▶ [Problem statement] From the first line to the last, set down the material exactly, leaving out its pictures.

__________________________________________________

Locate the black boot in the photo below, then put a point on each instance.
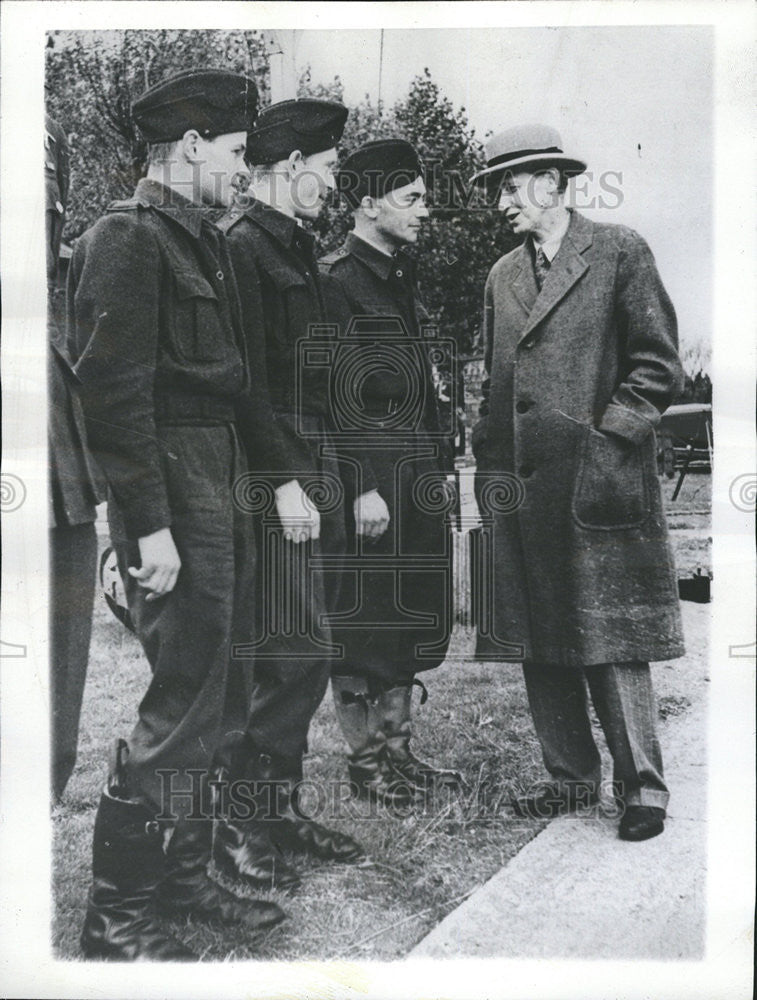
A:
(188, 890)
(295, 831)
(394, 707)
(244, 852)
(127, 867)
(242, 847)
(370, 770)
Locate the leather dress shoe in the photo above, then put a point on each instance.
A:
(549, 801)
(641, 822)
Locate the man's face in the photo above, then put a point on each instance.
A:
(401, 213)
(525, 199)
(221, 160)
(313, 182)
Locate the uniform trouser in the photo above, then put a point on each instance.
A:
(73, 558)
(624, 701)
(195, 701)
(294, 644)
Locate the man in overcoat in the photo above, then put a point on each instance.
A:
(395, 606)
(292, 151)
(581, 352)
(155, 336)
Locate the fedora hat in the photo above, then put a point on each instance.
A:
(526, 146)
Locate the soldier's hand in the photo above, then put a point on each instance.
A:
(300, 518)
(160, 564)
(371, 515)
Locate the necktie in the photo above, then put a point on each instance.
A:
(541, 267)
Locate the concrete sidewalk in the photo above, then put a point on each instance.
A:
(578, 891)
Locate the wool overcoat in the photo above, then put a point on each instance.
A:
(395, 611)
(579, 374)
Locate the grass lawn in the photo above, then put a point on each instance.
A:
(422, 865)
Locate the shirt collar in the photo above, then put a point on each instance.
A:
(163, 198)
(380, 263)
(283, 228)
(550, 247)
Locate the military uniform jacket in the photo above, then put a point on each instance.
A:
(281, 298)
(396, 595)
(580, 372)
(364, 283)
(153, 328)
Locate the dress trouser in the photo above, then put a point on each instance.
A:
(73, 555)
(195, 699)
(624, 701)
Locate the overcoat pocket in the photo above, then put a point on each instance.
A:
(611, 490)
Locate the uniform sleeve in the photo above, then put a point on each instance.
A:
(113, 324)
(339, 311)
(264, 440)
(651, 371)
(478, 436)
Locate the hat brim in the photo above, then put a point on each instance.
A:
(567, 163)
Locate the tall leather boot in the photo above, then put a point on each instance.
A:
(257, 843)
(187, 890)
(394, 708)
(369, 767)
(296, 832)
(242, 847)
(127, 867)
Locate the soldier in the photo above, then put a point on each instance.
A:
(396, 469)
(155, 335)
(292, 148)
(73, 497)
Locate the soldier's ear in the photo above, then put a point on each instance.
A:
(369, 206)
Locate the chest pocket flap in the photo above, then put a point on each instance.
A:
(198, 332)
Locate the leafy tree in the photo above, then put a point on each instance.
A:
(464, 237)
(92, 78)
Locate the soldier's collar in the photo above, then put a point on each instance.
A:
(163, 198)
(380, 263)
(282, 227)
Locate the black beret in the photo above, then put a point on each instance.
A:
(308, 125)
(212, 101)
(377, 168)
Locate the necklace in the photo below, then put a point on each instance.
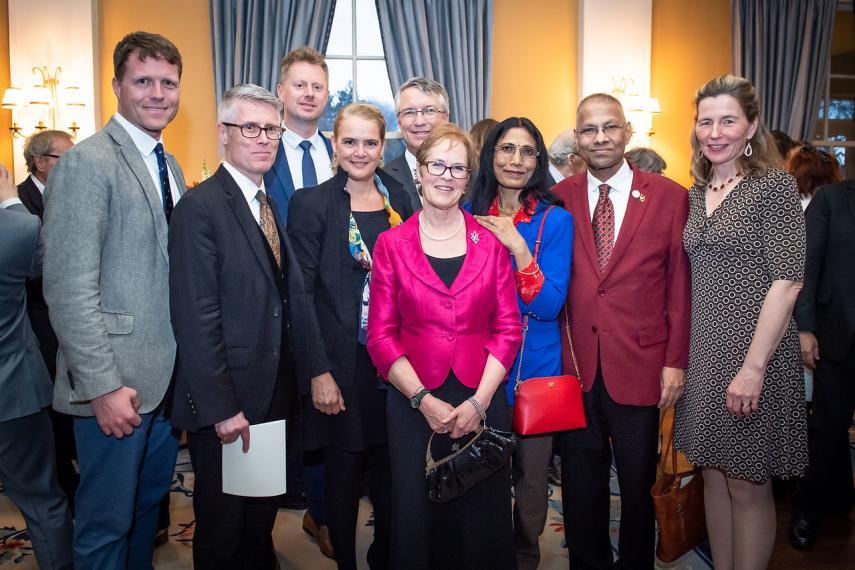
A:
(722, 186)
(430, 237)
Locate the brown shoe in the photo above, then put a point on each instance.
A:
(321, 535)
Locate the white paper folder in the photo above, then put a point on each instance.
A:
(261, 471)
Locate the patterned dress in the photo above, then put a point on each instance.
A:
(756, 236)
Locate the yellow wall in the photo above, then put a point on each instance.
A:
(685, 55)
(5, 115)
(534, 62)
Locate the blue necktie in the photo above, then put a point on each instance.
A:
(164, 181)
(310, 177)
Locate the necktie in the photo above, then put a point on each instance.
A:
(165, 189)
(268, 226)
(604, 227)
(310, 177)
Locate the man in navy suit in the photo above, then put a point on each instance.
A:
(421, 104)
(303, 159)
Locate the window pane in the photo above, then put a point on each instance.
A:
(341, 91)
(341, 33)
(368, 41)
(373, 86)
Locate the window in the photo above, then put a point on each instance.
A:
(358, 70)
(835, 129)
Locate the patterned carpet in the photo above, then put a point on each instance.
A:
(295, 548)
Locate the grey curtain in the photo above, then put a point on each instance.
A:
(783, 48)
(447, 40)
(249, 37)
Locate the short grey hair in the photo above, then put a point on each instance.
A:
(646, 159)
(245, 92)
(562, 148)
(426, 86)
(41, 144)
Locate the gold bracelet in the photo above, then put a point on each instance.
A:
(535, 272)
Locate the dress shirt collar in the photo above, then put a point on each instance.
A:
(143, 141)
(621, 181)
(293, 140)
(38, 183)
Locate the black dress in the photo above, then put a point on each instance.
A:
(474, 531)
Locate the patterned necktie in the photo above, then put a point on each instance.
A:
(268, 226)
(165, 189)
(604, 227)
(310, 177)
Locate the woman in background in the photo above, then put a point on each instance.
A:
(333, 228)
(741, 417)
(510, 199)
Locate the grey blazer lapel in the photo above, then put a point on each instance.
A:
(136, 165)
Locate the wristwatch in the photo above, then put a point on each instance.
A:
(416, 399)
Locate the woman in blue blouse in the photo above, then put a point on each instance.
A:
(510, 198)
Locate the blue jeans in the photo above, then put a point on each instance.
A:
(122, 482)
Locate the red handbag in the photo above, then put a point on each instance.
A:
(548, 403)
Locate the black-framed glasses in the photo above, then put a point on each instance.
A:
(609, 130)
(527, 152)
(427, 112)
(436, 168)
(253, 131)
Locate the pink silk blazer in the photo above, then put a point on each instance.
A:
(412, 313)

__________________________________________________

▶ [Response below]
Locate the black boot in the photo below, then put a point on each instance.
A:
(188, 890)
(295, 831)
(394, 707)
(244, 852)
(127, 867)
(242, 847)
(370, 770)
Locate the leather dress shoe in the photo above, then put a point on each instance.
A:
(549, 801)
(641, 822)
Locate the man's face in the photo above, then put a point on each instance.
A:
(401, 213)
(525, 199)
(221, 160)
(313, 182)
Locate the uniform trouser in the photo above, then put a point on each instance.
A:
(73, 558)
(624, 701)
(195, 701)
(294, 644)
Locate the man in overcoat in the photo above, then put a point on each instance.
A:
(395, 606)
(292, 151)
(581, 352)
(155, 336)
Locate the fedora hat in the photo above, then put a point on each instance.
A:
(526, 146)
Locate the soldier's hand in the photo above, then put a point on each instance.
A:
(300, 518)
(160, 564)
(371, 515)
Locate the necktie in the photo above, then put a point on each instance.
A:
(541, 267)
Locate the concrete sidewalk in the photo above, then put a point on each instance.
A:
(578, 891)
Locate the wool overcoat in the photo above, then put a point on each instance.
A:
(395, 611)
(579, 374)
Locate the grass lawn in the photo above, then put a point on each instance.
A:
(422, 865)
Locate the shirt collar in the photo above, then put a point on each instance.
A:
(163, 198)
(380, 263)
(283, 228)
(550, 247)
Locate the military uniform jacket in the photo above, then put a point on each instance.
A:
(281, 298)
(396, 595)
(580, 372)
(364, 283)
(153, 328)
Locate the dress trouser in the photo above, then put a point on each instance.
A:
(73, 555)
(195, 699)
(624, 701)
Locate the overcoat pocket in the photo above, then put a point on each instance.
A:
(611, 490)
Locate the uniform sleeve in the photo above, then put a point on each instance.
A:
(113, 324)
(339, 311)
(264, 440)
(651, 371)
(478, 436)
Locate the hat brim in the photo above, then put a point on each instance.
A:
(567, 163)
Locate the tall leather boot in the photo above, then put a point on each instance.
A:
(257, 843)
(187, 890)
(394, 708)
(369, 767)
(296, 832)
(242, 847)
(127, 867)
Locate the soldier in the photo above, then put a point on each instance.
A:
(396, 469)
(155, 335)
(292, 148)
(73, 497)
Locate the soldier's ear in the photo above, then put a point on each instance.
A:
(369, 206)
Locate the chest pocket flap in the photo above, then put a point on each instance.
A:
(198, 332)
Locate the leafy tree in the photo above, then put a point on each instance.
A:
(464, 237)
(92, 78)
Locate the soldier's collar in the photo above, then put a point on each instance.
A:
(163, 198)
(380, 263)
(282, 227)
Locate the black beret in the photo above, then put a point on each instance.
A:
(308, 125)
(212, 101)
(377, 168)
Locate the necklace in the photo below, then put a point on each instance.
A:
(722, 186)
(430, 237)
Locate the brown shoe in the photo above, then put a point on each instance.
A:
(321, 535)
Locate the white paper folder in the photo above, then put a point on each instance.
A:
(261, 471)
Locate the patterned dress in the photo above, then put a point on each instance.
A:
(756, 236)
Locate the yellow wall in the photo above, then put a point on each instance.
A:
(685, 55)
(5, 115)
(534, 62)
Locate the blue necktie in the photo above, then put a point on each instance.
A:
(164, 181)
(310, 177)
Locate the necktie in the photo above, then put a point on each instance.
A:
(165, 189)
(268, 226)
(604, 227)
(310, 177)
Locate the man in navy suit in the photo above, then put a point on each instance.
A:
(421, 104)
(303, 159)
Locate the window pane in the photo above, then put a point on each instance.
A:
(341, 91)
(341, 33)
(368, 41)
(373, 86)
Locate the window in the photo above, then put a point on each instance.
A:
(358, 70)
(835, 129)
Locate the patterned carpet in the photo above, then put a point on each instance.
A:
(295, 548)
Locate the grey curtain in the photo above, then put a point on each instance.
A:
(783, 48)
(447, 40)
(249, 37)
Locate the short grey hair in the photo above, then put a point on each instance.
A:
(646, 159)
(245, 92)
(562, 148)
(426, 86)
(41, 144)
Locate the gold bracelet in the photo above, then put a point on each instance.
A:
(535, 272)
Locate the dress shirt collar in the photo above, then put a point on each instance.
A:
(143, 141)
(621, 181)
(293, 140)
(38, 183)
Locate the black dress in the photo above, then put a point on each instance.
A:
(474, 531)
Locate the patterned necktie in the photo above, then put a point on each instance.
A:
(268, 226)
(165, 189)
(604, 227)
(310, 177)
Locate the woman in background in the photo above, then put a point on each instance.
A:
(333, 228)
(741, 417)
(510, 199)
Locate the grey blazer lapel in the photo above, then put a point on each instance.
A:
(136, 165)
Locate the wristwatch in the photo above, then put a point on each instance.
A:
(416, 399)
Locate the woman in blue blouse in the photo above, then put a point on each instance.
A:
(510, 198)
Locate the blue jeans in the photo above, then put a point on each instance.
A:
(122, 482)
Locate the red handbag in the photo above, then put a point on each instance.
A:
(548, 403)
Locate the black-framed glasses in the photo above, then put a point on each instance.
A:
(609, 130)
(527, 152)
(427, 112)
(436, 168)
(253, 131)
Locate the pink silk blazer in the photo above, then put a point on each instance.
A:
(412, 313)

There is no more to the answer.